§ **What this task involves**
Rewrite the part of the data that opens with the line containing "If you could point at the large" and runs through the end of the data, keeping every request and multiplying each coordinate in the answers by 1.5, rounded to whole numbers with halves rounded up. Give only those lines.

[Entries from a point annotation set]

########

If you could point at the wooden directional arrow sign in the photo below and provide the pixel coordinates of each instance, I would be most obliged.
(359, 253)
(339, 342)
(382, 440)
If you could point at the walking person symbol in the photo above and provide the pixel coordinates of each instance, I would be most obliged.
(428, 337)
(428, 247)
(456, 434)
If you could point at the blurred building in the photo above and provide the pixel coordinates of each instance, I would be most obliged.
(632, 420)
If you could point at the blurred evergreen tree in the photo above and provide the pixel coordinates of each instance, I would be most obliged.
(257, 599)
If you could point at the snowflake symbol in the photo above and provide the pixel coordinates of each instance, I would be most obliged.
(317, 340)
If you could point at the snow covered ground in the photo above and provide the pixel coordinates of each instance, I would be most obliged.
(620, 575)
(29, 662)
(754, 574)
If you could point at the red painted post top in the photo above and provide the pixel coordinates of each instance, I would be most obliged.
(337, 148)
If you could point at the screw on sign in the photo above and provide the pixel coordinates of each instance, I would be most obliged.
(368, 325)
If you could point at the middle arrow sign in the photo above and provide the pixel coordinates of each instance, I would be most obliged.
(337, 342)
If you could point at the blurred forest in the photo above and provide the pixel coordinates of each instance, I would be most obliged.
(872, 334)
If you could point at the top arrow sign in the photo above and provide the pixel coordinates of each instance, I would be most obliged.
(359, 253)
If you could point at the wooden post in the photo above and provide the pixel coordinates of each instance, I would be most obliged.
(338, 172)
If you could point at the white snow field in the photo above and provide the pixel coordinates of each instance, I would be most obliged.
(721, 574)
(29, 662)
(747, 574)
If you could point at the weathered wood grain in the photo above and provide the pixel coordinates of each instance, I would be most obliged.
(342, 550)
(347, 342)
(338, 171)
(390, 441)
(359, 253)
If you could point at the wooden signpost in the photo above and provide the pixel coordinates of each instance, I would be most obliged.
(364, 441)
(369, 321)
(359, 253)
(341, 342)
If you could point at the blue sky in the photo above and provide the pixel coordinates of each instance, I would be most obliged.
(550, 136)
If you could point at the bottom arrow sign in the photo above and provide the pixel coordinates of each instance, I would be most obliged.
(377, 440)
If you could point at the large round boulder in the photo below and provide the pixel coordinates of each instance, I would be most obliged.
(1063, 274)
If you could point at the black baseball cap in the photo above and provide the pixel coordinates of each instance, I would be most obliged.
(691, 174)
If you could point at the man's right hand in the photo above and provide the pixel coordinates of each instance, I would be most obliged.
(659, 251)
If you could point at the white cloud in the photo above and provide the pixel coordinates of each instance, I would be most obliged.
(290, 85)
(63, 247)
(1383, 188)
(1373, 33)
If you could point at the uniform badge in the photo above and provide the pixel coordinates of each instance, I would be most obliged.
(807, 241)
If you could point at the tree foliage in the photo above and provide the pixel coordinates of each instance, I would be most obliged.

########

§ **Answer in full**
If you could point at the large round boulder in the photo below and provide the pixel coordinates of each instance, I would be most obliged.
(1595, 411)
If you could point at the black baseball cap in the photo above and provide the pixel coordinates of each instance, I would be most obliged.
(1037, 261)
If you could point at the man's right hand in the photo above and provide the pixel coordinates of each instance, I would be most obliged.
(989, 377)
If you could point at the white cloud in the photo above and provide the pixel coordinates of each instance, I would be most obliged.
(435, 128)
(95, 371)
(2075, 282)
(2060, 50)
If you could point at the uniform badge in the photo above and provide the pixel coordinates of each instance, I would be most obliged.
(1211, 362)
If you could point at the tree foliage in the photo above and provide the pixel coordinates of each instance, I would be most obliged.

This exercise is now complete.